### Task prompt
Reproduce the data below word for word, setting aside any picture it holds.

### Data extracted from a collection
+++

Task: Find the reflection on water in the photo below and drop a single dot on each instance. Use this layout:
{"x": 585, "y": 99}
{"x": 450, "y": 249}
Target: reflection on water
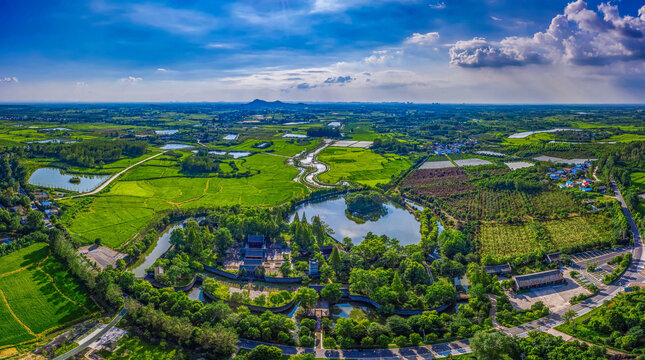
{"x": 162, "y": 245}
{"x": 55, "y": 178}
{"x": 398, "y": 223}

+++

### Worked solution
Task: Find the reflection on water in the photo below and drop a single dot on each instance. Use this layout:
{"x": 585, "y": 99}
{"x": 450, "y": 249}
Target: reflection on water
{"x": 162, "y": 245}
{"x": 55, "y": 178}
{"x": 398, "y": 223}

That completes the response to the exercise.